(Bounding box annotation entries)
_____
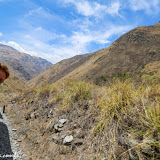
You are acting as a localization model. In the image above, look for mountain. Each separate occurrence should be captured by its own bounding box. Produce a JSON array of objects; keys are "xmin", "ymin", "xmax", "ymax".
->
[
  {"xmin": 29, "ymin": 22, "xmax": 160, "ymax": 86},
  {"xmin": 0, "ymin": 44, "xmax": 52, "ymax": 80},
  {"xmin": 28, "ymin": 51, "xmax": 100, "ymax": 86},
  {"xmin": 0, "ymin": 60, "xmax": 26, "ymax": 95}
]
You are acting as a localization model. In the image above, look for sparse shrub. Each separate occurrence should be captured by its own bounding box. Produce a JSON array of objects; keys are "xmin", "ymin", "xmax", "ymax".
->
[
  {"xmin": 57, "ymin": 81, "xmax": 92, "ymax": 109},
  {"xmin": 112, "ymin": 73, "xmax": 132, "ymax": 80},
  {"xmin": 37, "ymin": 85, "xmax": 51, "ymax": 98},
  {"xmin": 95, "ymin": 80, "xmax": 160, "ymax": 159}
]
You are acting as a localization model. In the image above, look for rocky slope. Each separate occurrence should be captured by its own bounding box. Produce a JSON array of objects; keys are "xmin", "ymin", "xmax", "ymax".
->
[{"xmin": 0, "ymin": 44, "xmax": 52, "ymax": 80}]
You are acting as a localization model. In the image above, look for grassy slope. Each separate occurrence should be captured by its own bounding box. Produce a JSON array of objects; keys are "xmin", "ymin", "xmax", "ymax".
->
[{"xmin": 7, "ymin": 77, "xmax": 160, "ymax": 160}]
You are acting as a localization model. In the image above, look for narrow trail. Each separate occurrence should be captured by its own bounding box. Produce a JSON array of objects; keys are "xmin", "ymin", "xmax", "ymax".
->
[{"xmin": 0, "ymin": 107, "xmax": 25, "ymax": 160}]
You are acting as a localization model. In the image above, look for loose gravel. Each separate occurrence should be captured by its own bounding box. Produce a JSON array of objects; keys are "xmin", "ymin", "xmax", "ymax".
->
[{"xmin": 0, "ymin": 107, "xmax": 26, "ymax": 160}]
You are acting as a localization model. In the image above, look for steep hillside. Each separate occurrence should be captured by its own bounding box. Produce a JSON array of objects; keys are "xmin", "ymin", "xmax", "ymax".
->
[
  {"xmin": 0, "ymin": 58, "xmax": 31, "ymax": 81},
  {"xmin": 30, "ymin": 22, "xmax": 160, "ymax": 86},
  {"xmin": 28, "ymin": 51, "xmax": 100, "ymax": 86},
  {"xmin": 0, "ymin": 44, "xmax": 52, "ymax": 80}
]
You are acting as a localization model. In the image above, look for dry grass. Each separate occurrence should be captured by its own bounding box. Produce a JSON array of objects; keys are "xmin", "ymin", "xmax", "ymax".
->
[
  {"xmin": 95, "ymin": 80, "xmax": 160, "ymax": 159},
  {"xmin": 7, "ymin": 78, "xmax": 160, "ymax": 160}
]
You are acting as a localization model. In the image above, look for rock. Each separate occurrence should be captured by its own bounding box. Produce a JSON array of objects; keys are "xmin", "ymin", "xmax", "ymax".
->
[
  {"xmin": 52, "ymin": 135, "xmax": 62, "ymax": 144},
  {"xmin": 59, "ymin": 119, "xmax": 68, "ymax": 124},
  {"xmin": 54, "ymin": 123, "xmax": 63, "ymax": 132},
  {"xmin": 31, "ymin": 100, "xmax": 34, "ymax": 103},
  {"xmin": 54, "ymin": 119, "xmax": 67, "ymax": 132},
  {"xmin": 74, "ymin": 139, "xmax": 83, "ymax": 146},
  {"xmin": 63, "ymin": 135, "xmax": 73, "ymax": 145},
  {"xmin": 17, "ymin": 139, "xmax": 22, "ymax": 142}
]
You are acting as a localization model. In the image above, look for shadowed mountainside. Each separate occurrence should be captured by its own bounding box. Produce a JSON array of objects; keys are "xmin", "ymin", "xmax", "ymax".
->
[
  {"xmin": 28, "ymin": 51, "xmax": 100, "ymax": 86},
  {"xmin": 29, "ymin": 22, "xmax": 160, "ymax": 86},
  {"xmin": 0, "ymin": 44, "xmax": 52, "ymax": 80}
]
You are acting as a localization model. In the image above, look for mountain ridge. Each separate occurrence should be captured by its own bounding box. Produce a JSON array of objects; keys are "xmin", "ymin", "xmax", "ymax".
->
[
  {"xmin": 0, "ymin": 44, "xmax": 52, "ymax": 81},
  {"xmin": 29, "ymin": 22, "xmax": 160, "ymax": 87}
]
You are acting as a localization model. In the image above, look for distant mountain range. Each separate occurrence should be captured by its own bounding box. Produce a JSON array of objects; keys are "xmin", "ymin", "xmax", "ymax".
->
[
  {"xmin": 28, "ymin": 22, "xmax": 160, "ymax": 87},
  {"xmin": 0, "ymin": 44, "xmax": 52, "ymax": 81}
]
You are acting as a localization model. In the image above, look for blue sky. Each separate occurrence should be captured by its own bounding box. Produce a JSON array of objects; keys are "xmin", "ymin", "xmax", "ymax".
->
[{"xmin": 0, "ymin": 0, "xmax": 160, "ymax": 63}]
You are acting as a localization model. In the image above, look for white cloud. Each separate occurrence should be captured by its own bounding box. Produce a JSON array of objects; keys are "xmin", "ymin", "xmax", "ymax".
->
[
  {"xmin": 0, "ymin": 41, "xmax": 27, "ymax": 52},
  {"xmin": 130, "ymin": 0, "xmax": 160, "ymax": 14},
  {"xmin": 64, "ymin": 0, "xmax": 120, "ymax": 17}
]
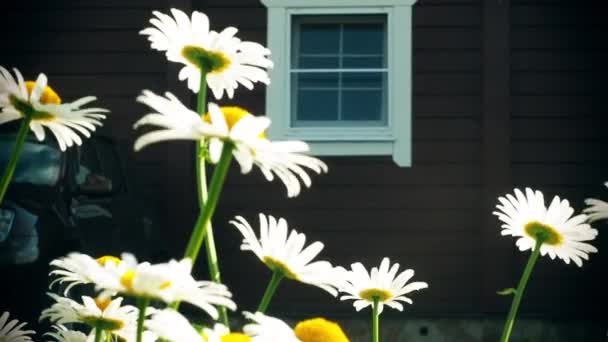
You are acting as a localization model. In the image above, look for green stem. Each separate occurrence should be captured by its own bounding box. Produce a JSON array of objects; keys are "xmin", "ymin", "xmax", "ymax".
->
[
  {"xmin": 0, "ymin": 116, "xmax": 32, "ymax": 204},
  {"xmin": 184, "ymin": 142, "xmax": 233, "ymax": 265},
  {"xmin": 195, "ymin": 69, "xmax": 229, "ymax": 327},
  {"xmin": 372, "ymin": 297, "xmax": 380, "ymax": 342},
  {"xmin": 136, "ymin": 298, "xmax": 150, "ymax": 342},
  {"xmin": 95, "ymin": 328, "xmax": 103, "ymax": 342},
  {"xmin": 257, "ymin": 271, "xmax": 283, "ymax": 313},
  {"xmin": 194, "ymin": 69, "xmax": 207, "ymax": 210},
  {"xmin": 500, "ymin": 239, "xmax": 543, "ymax": 342}
]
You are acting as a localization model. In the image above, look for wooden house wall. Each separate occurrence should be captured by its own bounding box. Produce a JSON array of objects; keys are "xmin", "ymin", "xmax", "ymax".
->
[{"xmin": 0, "ymin": 0, "xmax": 608, "ymax": 317}]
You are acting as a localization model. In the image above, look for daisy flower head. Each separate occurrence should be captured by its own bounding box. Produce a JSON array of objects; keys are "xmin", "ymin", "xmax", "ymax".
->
[
  {"xmin": 493, "ymin": 188, "xmax": 598, "ymax": 267},
  {"xmin": 133, "ymin": 90, "xmax": 221, "ymax": 151},
  {"xmin": 0, "ymin": 66, "xmax": 108, "ymax": 151},
  {"xmin": 40, "ymin": 293, "xmax": 147, "ymax": 341},
  {"xmin": 44, "ymin": 324, "xmax": 88, "ymax": 342},
  {"xmin": 134, "ymin": 96, "xmax": 327, "ymax": 197},
  {"xmin": 340, "ymin": 258, "xmax": 429, "ymax": 313},
  {"xmin": 49, "ymin": 252, "xmax": 124, "ymax": 296},
  {"xmin": 145, "ymin": 309, "xmax": 234, "ymax": 342},
  {"xmin": 583, "ymin": 182, "xmax": 608, "ymax": 222},
  {"xmin": 204, "ymin": 103, "xmax": 327, "ymax": 197},
  {"xmin": 243, "ymin": 312, "xmax": 301, "ymax": 342},
  {"xmin": 0, "ymin": 311, "xmax": 35, "ymax": 342},
  {"xmin": 294, "ymin": 317, "xmax": 349, "ymax": 342},
  {"xmin": 140, "ymin": 8, "xmax": 273, "ymax": 99},
  {"xmin": 230, "ymin": 214, "xmax": 343, "ymax": 296},
  {"xmin": 96, "ymin": 253, "xmax": 236, "ymax": 319}
]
_____
* AIM: How many lines of the records contain the string "shrub"? Matching is case-sensitive; reply with the number only.

* THE COMPLETED TASK: 1